==== ОТРЫВОК

Многие проигнорировали тот факт, что при рассмотрении всех этих дел Международный суд ООН намеренно воздержался от оценки взаимодействия указанных отраслей права. Вместо этого он остановился на рассмотрении отдельных прав: в решении по использованию атомного оружия Суд, коснувшись запрета произвольного лишения жизни, не обратился к вопросу о том, являются ли обязательства по соблюдению прав человека абсолютными или зависят от толкования правовых норм, положенных в основу права вооруженных конфликтов как отрасли. В решении по делу о строительстве стены на оккупированной палестинской территории Суд намеренно проанализировал лишь "третьи" права, регулируемые нормами обеих отраслей международного права, оставив без внимания иные права, подпадающие под действие только одной отрасли. В деле "Демократическая Республика Конго против Уганды" Суд сделал более общий анализ характера взаимодействия стандартов прав человека и международного гуманитарного права, тем не менее исследование было осуществлено в рамках раскрытия содержания конкретных вопросов: права на жизнь (п. 1 ст. 6 Международного пакта о гражданских и политических правах; далее - МПГПП), запрета пыток (ст. 7 МПГПП) и защиты детей во время вооруженных конфликтов (п. п. 2 и 3 ст. 38 Конвенции о правах ребенка). Из заключений Суда следует вывод: в то время как нормы международного гуманитарного права и права прав человека играют комплементарную роль, нормы lex specialis должны использоваться для определения того, насколько в конкретной ситуации вооруженного конфликта особые права и обязанности человека представляются ограниченными и имеет ли место ограничение как таковое <43>. -------------------------------- <43> Frowein J. A. The Relationship Between Human Rights Regimes and Regimes of Belligerent Occupation // Israel Yearbook on Human Rights. 1999. 28. P. 1. Далее автор убедительно заявляет, что аргумент относительно норм lex specialis не может разрешить все вопросы, как и нельзя из положений дела о ядерном оружии сделать вывод, что конвенции о правах человека должны интерпретироваться через призму норм международного гуманитарного права. Он также подчеркивает, что отдельные права человека, например запрет жестокого обращения или рабства, не подлежат умалению даже во время вооруженных конфликтов.

========

# [ЗАДАНИЕ A]
Выпишите все строки из записей ниже, где есть слово «brown». Регистр букв учитывается.

==== МАТЕРИАЛ ДЛЯ ЗАДАНИЯ

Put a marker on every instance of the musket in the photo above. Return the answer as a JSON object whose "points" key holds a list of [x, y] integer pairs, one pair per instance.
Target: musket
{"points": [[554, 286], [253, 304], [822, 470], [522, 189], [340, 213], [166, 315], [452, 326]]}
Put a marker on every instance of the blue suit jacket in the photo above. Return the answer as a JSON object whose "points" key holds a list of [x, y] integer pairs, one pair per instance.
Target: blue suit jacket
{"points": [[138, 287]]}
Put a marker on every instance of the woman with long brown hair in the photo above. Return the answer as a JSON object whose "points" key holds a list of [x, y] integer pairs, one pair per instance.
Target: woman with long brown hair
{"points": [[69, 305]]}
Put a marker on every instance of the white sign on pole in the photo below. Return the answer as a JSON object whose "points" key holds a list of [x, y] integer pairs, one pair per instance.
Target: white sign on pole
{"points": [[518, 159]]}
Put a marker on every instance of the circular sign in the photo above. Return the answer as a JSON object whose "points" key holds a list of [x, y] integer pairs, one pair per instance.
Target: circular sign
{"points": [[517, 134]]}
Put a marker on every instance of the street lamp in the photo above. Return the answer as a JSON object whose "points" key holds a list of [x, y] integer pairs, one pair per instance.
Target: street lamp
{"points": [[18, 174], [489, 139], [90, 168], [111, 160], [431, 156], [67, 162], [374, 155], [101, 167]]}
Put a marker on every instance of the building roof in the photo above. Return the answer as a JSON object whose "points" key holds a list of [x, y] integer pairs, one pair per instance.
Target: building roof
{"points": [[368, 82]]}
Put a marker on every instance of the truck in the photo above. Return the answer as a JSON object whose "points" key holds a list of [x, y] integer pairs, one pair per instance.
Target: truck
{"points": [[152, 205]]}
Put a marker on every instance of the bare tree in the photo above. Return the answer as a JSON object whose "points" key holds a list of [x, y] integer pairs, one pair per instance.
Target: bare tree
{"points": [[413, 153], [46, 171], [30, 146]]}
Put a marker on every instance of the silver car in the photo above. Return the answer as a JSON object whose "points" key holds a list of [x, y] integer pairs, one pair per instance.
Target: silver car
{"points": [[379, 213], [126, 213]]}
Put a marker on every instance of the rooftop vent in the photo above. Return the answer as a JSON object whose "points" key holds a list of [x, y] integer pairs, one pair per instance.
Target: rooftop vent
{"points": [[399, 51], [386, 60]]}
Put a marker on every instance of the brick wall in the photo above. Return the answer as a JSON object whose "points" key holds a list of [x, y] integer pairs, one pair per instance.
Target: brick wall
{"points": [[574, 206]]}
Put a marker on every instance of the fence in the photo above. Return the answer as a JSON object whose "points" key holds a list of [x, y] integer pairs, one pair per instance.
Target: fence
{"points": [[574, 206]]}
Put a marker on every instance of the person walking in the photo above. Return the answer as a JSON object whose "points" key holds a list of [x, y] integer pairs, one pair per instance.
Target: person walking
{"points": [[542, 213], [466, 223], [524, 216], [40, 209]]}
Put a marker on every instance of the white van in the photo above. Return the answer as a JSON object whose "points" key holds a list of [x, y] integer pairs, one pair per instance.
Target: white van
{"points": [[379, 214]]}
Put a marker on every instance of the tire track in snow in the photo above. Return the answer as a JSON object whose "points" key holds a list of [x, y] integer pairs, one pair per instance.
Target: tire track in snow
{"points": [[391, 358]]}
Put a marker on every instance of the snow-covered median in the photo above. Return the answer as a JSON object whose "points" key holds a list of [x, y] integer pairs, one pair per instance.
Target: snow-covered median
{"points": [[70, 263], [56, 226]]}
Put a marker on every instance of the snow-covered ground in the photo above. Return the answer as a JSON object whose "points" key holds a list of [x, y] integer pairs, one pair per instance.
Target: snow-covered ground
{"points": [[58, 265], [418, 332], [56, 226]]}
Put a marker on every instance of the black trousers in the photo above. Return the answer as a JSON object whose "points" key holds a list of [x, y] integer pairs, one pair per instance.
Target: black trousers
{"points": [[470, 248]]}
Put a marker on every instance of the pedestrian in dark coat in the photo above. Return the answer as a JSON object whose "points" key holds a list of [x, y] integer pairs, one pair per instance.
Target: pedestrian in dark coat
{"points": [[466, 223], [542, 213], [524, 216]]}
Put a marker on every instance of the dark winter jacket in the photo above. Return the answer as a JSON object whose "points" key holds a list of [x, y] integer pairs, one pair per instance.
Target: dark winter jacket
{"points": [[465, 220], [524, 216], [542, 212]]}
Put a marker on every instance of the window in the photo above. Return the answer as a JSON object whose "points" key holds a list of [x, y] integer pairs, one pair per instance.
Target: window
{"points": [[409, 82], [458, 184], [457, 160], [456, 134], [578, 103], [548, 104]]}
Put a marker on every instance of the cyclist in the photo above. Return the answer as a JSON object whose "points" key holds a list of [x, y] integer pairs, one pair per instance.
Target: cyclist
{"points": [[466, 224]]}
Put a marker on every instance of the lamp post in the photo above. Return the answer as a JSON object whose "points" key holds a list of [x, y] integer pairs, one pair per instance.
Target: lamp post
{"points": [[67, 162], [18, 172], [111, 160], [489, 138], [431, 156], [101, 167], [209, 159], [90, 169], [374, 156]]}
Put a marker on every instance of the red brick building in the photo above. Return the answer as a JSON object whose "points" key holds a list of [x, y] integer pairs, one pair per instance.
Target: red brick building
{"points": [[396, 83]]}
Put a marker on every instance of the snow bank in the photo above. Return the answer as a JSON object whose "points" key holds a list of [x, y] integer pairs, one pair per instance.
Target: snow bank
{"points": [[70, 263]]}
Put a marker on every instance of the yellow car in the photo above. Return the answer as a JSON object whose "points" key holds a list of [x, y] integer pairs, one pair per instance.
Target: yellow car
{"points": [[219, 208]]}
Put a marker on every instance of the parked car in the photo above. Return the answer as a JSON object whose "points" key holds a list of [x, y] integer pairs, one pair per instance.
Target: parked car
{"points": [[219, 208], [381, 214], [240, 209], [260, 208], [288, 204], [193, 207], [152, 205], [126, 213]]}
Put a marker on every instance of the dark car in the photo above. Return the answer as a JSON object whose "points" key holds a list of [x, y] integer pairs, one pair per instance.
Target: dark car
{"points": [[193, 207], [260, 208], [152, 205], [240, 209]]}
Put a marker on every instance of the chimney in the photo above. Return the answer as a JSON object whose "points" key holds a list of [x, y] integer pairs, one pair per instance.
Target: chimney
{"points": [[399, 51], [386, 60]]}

========

# [ЗАДАНИЕ B]
Какие права, согласно отрывку, Суд намеренно проанализировал в решении по делу о строительстве стены на оккупированной палестинской территории?

# [ОТВЕТ К ЗАДАНИЮ A]
Put a marker on every instance of the woman with long brown hair in the photo above. Return the answer as a JSON object whose "points" key holds a list of [x, y] integer pairs, one pair per instance.
Target: woman with long brown hair

# [ОТВЕТ К ЗАДАНИЮ B]
Лишь «третьи» права, регулируемые нормами обеих отраслей международного права.